* _Text passage_:
--- BEGIN ---

On January 18, 1933, Bennett appointed the three members of the Canadian Radio Broadcasting Commission (CRBC) who would build a new national system. The CRBC would buy the facilities and acquire the licences of the CNR. Private radio would remain, but it would be confined to local operations and local affiliations with the CRBC Network. U.S. networks affiliations in Toronto, Montreal and Windsor were “grandfathered” in. Also, regulation of all broadcasting would be vested in the CRBC.

--- END ---

* _Listed entries_:
--- BEGIN ---

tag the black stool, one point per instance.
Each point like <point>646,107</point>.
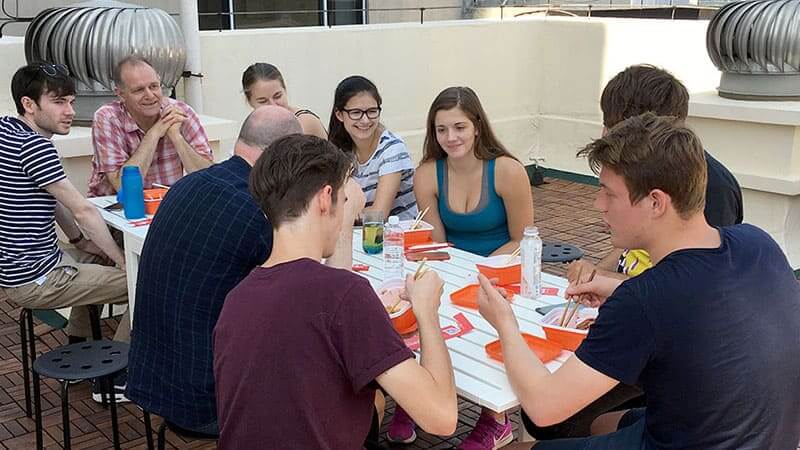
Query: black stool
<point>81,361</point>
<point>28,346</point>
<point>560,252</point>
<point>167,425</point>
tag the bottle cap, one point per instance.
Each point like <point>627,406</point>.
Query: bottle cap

--- END ---
--- BEGIN ---

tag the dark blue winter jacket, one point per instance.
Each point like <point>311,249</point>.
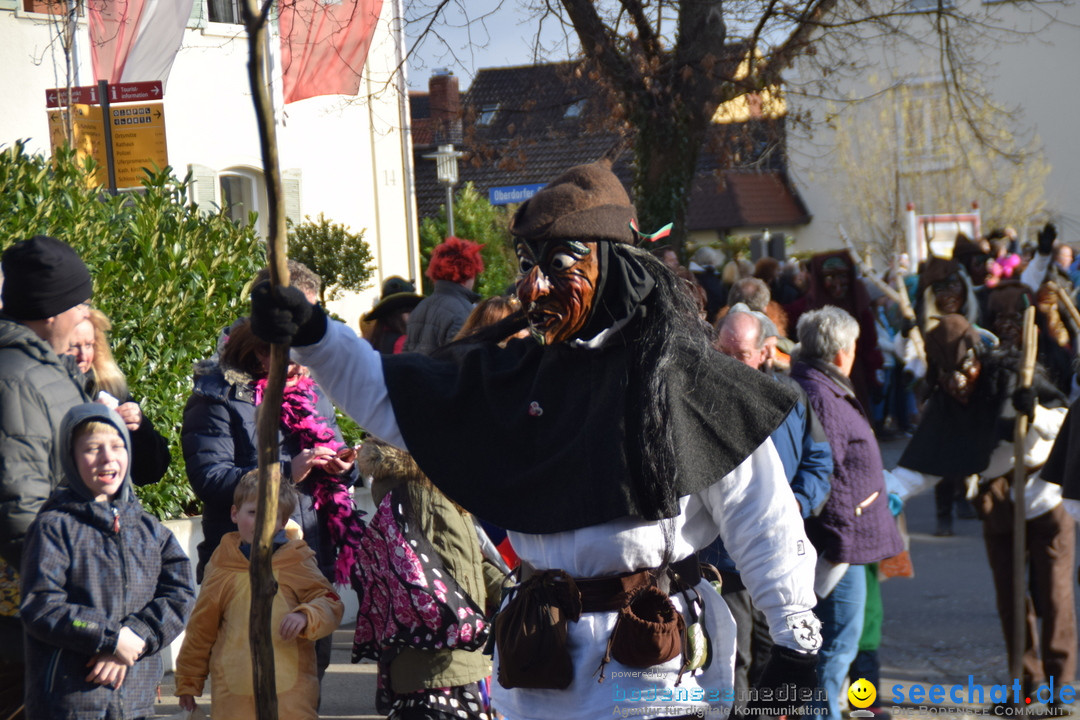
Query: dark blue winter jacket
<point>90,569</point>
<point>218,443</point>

--- END ---

* _What is needed_: Continue the passage about the founding of the Canadian Radio Broadcasting Commission in 1933, picking up after its final sentence. The entries come from a separate source.

* _Reply_:
The transfer from CNR to CRBC operation was phased-in gradually and, on April 1, 1933, the CNR Radio system died in name only. The CRBC got the three CNR-owned stations, the Montreal studios and some extra control gear in Winnipeg for $50,000. CNRA Moncton was soon shut down, pending its relocation to a new and more powerful transmitter at Sackville, New Brunswick. Under the terms of the Canadian National Railways-Canadian Pacific Railway Act of 1933, the two companies began to “pool” their telegraph operations. On the day that its radio network was signed away, the two railways signed a contract to provide their carrier-current telegraph system for four hours of nightly, non-commercial or sustaining programming use by the CRBC, as well as for an additional half-hour each weekday for educational broadcasts. This would carry the CRBC to 39 stations in 34 cities. The provision of these vital long lines would, indirectly, keep the CNR involved in broadcasting for another 50 years.
After he left Canada, Thornton wrote to his good friend, John Dafoe, editor of The Winnipeg Free Press, “I shall leave my reputation to the future, feeling as I do that when the blood lust of political vindictiveness has run its course, justice will be done. At any rate, the successor administration will inherit a danged sight better property than was given me….”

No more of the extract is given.